Thursday, May 26, 2011

Why Western Medicine Fails

As medical treatment goes, one would think that the idea is to treat the problem. Western medicine, whenever the problem is not an emergency and/or life threatening, is more focused on treating the effects of the problem than the problem itself. I've seen this and experienced this too many times to recount.

The flaw is obvious. Treating effects instead of causes doesn't solve anything. Most of the time, the treatment of effects (drugs) cause more effects. And then you're in a downward spiral. The problem itself remains untreated and therefore exacerbates. More effects emerge or the original effects worsen and are complicated by still more treatment of effects. This is insanity. This is Western medicine.

Oh, and let's not forget the damage some diagnostics do. In 2005 I had an EMG done on my legs and back that's left me with chronic sciatica, which I'd never suffered with for more than a day or two before the EMG. There's nothing like an electric needle piercing your nerves to wake you up. They'll never get near me with that hell torture shit again.

When the nerve damage report came in, no solution was offered, just drugs. I tried the drugs. I couldn't live in the fog that neurontin created. Then the doc suggested cymbalta, which led to 2 years of zombiedom that finally crashed in a huge depression at which point I weaned myself off of it. I'm not thrilled with the trend of pill-taking. Call me crazy, but I prefer getting to the root of the problem and solving it. If that had happened in my life, I'd still be working. It's not that the problem wasn't identified; in my case, I was told I was too young for the surgeries. Now, nearly 10 years later, surgery isn't an option. The damage is done.

The root causes of not getting problems solved in this country seem to be that drugs are profitable and eliminating the problem is not, and being poor puts you at the bottom of the priority list. I wasn't always poor. When my husband was alive and we both worked we were quite comfortable. We had top-shelf insurance, too. So now that I've seen the issue from two financial circumstances, the difference is very apparent. Profit-driven medical care sucks in general, but it really sucks when you don't have the deep pockets they like. Which is why I believe that healthcare should be universal and equal for all.

2 comments:

Rory Grant said...

I can relate to just about everything you said in that post. I too endured the 'fog' for years on Pethadine to control the pain I was in - then the realisation hits you 'If I keep doing this - This is as good as it gets'. Like you, I weaned myself off of them and sure I still have pain, but my attitude towards it has changed - and my life is my own again.

Great post.

I sincerely hope life is looking up for you.

Rory

Austan said...

Thanks for all your encouragement Rory. Can't wait to be able to comment on your blog. Some day...some day... You're a wonderful writer. Finish the Book!!!

(Data taken from a collection)
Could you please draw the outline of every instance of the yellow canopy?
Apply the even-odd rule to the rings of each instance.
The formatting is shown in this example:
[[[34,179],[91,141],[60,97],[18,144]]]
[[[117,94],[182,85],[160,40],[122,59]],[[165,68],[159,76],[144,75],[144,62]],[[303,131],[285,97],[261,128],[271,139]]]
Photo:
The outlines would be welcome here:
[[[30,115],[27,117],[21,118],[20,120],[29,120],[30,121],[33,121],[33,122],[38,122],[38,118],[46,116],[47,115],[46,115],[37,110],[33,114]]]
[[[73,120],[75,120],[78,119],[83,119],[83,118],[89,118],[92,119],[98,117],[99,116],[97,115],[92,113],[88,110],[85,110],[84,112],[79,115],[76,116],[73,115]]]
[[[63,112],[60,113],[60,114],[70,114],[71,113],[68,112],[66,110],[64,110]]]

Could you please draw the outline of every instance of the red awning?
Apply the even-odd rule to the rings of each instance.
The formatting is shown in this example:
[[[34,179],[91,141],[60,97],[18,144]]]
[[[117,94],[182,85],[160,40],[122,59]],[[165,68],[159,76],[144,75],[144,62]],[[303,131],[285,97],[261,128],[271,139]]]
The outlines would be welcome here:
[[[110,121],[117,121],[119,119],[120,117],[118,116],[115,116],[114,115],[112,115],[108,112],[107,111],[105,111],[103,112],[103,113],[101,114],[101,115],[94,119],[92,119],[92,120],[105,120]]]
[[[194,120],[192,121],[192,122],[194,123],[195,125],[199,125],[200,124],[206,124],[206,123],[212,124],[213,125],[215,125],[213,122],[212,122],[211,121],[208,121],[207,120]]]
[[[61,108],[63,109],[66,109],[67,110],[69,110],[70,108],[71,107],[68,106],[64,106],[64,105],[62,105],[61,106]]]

● **What you are asked to do**:
According to the blog post, which diagnostic procedure was performed in 2005, and on which parts of the body? Rely solely on the blog post for your answer.

● **Solution to this problem**:
An EMG was performed on the legs and back.